begin

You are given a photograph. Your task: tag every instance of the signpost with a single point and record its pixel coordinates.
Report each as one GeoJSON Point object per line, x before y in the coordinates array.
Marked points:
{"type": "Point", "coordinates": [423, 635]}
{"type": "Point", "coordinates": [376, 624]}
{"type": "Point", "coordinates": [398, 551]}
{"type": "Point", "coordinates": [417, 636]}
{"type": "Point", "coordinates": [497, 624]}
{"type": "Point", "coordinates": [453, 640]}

end

**Task instructions:** Scale the listing by rewriting every line, the request included, with each x and y coordinate in the marked points multiplied by 1.7. Round each result to the nearest whole number, rounding halves up.

**Written response:**
You are given a photograph. Your task: tag every instance of the signpost with a single point and record its pixel coordinates.
Report each as one GeoJSON Point object per line, x before y in the coordinates array.
Marked points:
{"type": "Point", "coordinates": [719, 1080]}
{"type": "Point", "coordinates": [639, 1061]}
{"type": "Point", "coordinates": [677, 937]}
{"type": "Point", "coordinates": [709, 1081]}
{"type": "Point", "coordinates": [845, 1061]}
{"type": "Point", "coordinates": [770, 1088]}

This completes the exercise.